*Given entries*
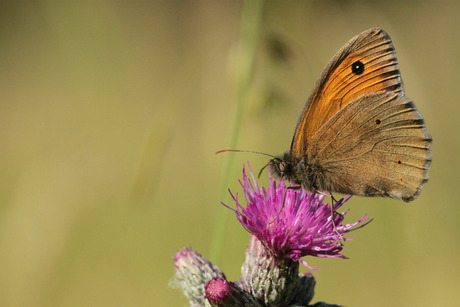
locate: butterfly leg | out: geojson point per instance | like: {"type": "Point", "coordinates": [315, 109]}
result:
{"type": "Point", "coordinates": [333, 201]}
{"type": "Point", "coordinates": [295, 187]}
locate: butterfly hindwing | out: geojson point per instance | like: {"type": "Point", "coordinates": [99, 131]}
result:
{"type": "Point", "coordinates": [377, 145]}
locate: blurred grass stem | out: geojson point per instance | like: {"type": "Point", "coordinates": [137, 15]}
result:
{"type": "Point", "coordinates": [251, 19]}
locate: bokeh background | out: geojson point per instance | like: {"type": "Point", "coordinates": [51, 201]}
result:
{"type": "Point", "coordinates": [110, 115]}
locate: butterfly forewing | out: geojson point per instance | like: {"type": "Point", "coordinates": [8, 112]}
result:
{"type": "Point", "coordinates": [366, 64]}
{"type": "Point", "coordinates": [375, 146]}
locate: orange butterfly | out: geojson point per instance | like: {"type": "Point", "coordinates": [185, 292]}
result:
{"type": "Point", "coordinates": [358, 134]}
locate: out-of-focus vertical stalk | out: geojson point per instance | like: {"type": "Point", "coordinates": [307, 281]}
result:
{"type": "Point", "coordinates": [251, 19]}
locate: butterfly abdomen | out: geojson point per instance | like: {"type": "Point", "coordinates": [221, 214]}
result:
{"type": "Point", "coordinates": [304, 172]}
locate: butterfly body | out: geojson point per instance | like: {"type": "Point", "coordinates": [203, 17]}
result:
{"type": "Point", "coordinates": [358, 134]}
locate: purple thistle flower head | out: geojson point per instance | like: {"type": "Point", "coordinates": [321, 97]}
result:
{"type": "Point", "coordinates": [305, 226]}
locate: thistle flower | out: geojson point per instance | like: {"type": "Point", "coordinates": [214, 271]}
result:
{"type": "Point", "coordinates": [192, 272]}
{"type": "Point", "coordinates": [291, 223]}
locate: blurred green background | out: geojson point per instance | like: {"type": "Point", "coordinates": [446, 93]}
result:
{"type": "Point", "coordinates": [110, 115]}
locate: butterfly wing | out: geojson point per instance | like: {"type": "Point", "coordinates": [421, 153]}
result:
{"type": "Point", "coordinates": [366, 64]}
{"type": "Point", "coordinates": [377, 145]}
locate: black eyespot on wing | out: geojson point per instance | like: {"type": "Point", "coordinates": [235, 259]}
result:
{"type": "Point", "coordinates": [357, 67]}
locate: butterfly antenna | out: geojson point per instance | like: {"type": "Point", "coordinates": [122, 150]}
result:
{"type": "Point", "coordinates": [250, 151]}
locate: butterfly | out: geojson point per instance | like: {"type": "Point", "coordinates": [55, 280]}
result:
{"type": "Point", "coordinates": [358, 133]}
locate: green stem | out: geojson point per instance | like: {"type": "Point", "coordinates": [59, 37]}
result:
{"type": "Point", "coordinates": [251, 19]}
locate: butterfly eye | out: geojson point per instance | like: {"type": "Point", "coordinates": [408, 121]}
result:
{"type": "Point", "coordinates": [357, 67]}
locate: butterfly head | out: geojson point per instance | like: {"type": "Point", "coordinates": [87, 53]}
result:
{"type": "Point", "coordinates": [284, 167]}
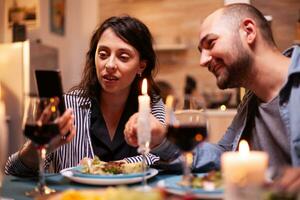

*What you will do*
Which lines in the data above contain the string "stem"? Pick out each of them and copy it in full.

*Correct response*
locate: blurred grass stem | out: geojson point per instance | like: {"type": "Point", "coordinates": [137, 15]}
locate: green stem | out: geojson point per instance | like: {"type": "Point", "coordinates": [59, 37]}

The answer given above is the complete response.